**Directive:** Render every line of the entries below as one numbered list, skipping any blank lines and leaving out the pictures.

**Material shown:**
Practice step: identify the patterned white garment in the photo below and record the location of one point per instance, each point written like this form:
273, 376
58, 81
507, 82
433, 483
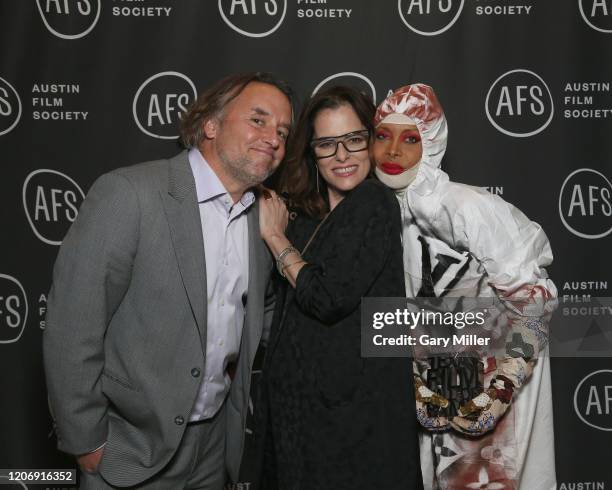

**Answer for the task:**
1. Practice step: identify the patterned white garment in the photo below and record the location of one point per instance, each point written like this form:
2. 273, 376
3. 58, 81
4. 507, 82
5. 433, 483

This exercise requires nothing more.